#### Requirement
Copy the lines word for word, starting at the line that contains "target | child's nose" and ending after the line that contains "column 267, row 191". Omit the picture from your copy.

#### Records shown
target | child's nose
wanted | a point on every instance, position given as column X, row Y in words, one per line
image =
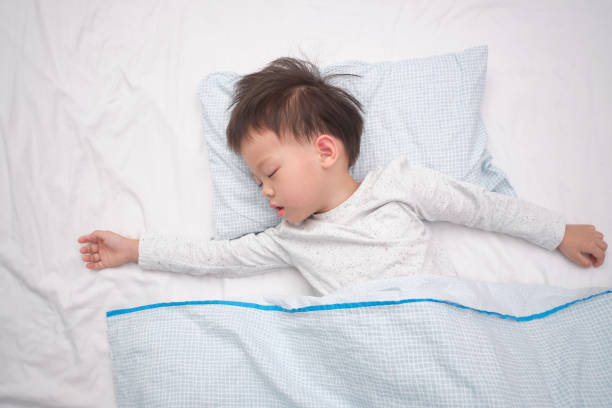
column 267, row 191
...
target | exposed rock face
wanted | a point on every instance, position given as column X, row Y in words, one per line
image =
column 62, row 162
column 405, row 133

#### Problem solution
target | child's nose
wanted | a point on every instance, position given as column X, row Y in words, one per line
image =
column 267, row 191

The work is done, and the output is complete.